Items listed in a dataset
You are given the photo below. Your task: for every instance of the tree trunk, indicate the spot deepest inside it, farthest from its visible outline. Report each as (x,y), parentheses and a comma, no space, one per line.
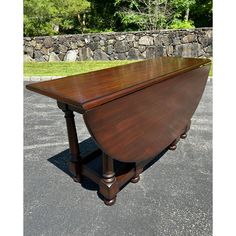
(187,14)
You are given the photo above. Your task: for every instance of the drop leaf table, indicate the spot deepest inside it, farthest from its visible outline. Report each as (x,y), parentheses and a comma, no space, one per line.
(133,112)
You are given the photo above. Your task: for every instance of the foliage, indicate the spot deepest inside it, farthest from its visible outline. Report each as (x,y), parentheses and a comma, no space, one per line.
(143,14)
(48,17)
(68,68)
(201,13)
(102,16)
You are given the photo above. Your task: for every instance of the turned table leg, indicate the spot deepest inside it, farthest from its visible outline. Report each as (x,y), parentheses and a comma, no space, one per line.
(108,185)
(138,171)
(184,135)
(75,161)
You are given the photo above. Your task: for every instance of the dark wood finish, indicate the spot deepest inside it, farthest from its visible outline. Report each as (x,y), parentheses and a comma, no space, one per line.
(147,121)
(133,112)
(92,89)
(75,162)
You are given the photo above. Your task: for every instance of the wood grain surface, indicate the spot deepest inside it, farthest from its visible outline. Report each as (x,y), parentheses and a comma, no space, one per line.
(92,89)
(140,125)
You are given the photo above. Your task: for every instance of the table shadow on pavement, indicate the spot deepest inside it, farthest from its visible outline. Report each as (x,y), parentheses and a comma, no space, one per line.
(62,159)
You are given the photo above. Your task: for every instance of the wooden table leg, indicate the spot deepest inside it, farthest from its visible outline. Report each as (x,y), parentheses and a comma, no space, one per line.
(108,185)
(184,135)
(75,161)
(138,171)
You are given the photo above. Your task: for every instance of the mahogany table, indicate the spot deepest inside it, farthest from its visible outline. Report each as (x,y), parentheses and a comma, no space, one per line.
(133,112)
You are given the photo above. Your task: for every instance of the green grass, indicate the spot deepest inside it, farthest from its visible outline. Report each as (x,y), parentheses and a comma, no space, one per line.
(68,68)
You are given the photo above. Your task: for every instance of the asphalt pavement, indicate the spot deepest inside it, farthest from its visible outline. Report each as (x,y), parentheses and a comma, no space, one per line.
(173,197)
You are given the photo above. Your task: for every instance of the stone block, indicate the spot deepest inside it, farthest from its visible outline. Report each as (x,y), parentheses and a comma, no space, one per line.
(71,55)
(100,55)
(121,46)
(146,40)
(53,57)
(38,56)
(85,54)
(48,42)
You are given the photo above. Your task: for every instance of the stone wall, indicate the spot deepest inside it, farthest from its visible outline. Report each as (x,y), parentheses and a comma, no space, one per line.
(120,46)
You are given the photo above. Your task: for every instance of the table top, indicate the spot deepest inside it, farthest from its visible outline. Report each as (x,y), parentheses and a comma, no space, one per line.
(92,89)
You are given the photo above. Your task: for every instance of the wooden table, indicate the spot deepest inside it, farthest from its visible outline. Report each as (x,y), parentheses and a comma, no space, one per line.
(133,112)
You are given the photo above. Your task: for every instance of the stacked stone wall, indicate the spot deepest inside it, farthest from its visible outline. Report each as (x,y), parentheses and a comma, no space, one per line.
(120,46)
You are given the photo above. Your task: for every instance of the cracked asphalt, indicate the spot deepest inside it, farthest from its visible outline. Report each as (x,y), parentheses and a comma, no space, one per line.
(173,197)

= Brief =
Copy word for word everything in the listing above, from the line containing "the stone wall, indicate" down to its final line.

= Solution to the exercise =
You are given the photo above. Your task: for every instance of the stone wall, indicate the spot deepest inside it, farthest from its visible outline. Report each as (x,y), parentheses and a comma, no space, one per line.
(120,46)
You are given the photo above. Your task: for every instance of the table top, indicate the spot deepest inside it, farthest from its visible outline. Report each as (x,y), parentheses and a comma, no space, one per line.
(92,89)
You are given the photo above. Your task: for every instance of the wooden table, indicate the spot deepest inside it, farthest from its visible outline. Report each as (x,y), parentheses and a comma, no space, one per line.
(133,112)
You are given the photo above. Your task: for every instance of the stacked stone wall, indicate the spot deepest inside it, farthest from its visible outline. Report each as (x,y), parentheses and a comma, no space, one per line.
(120,46)
You are given the photo above. Your task: for every instance of the cracked asphalt, indicate the spot deepest inside it, farthest from its visible outline. Report each as (x,y), parentheses and a comma, no space, one per line.
(173,197)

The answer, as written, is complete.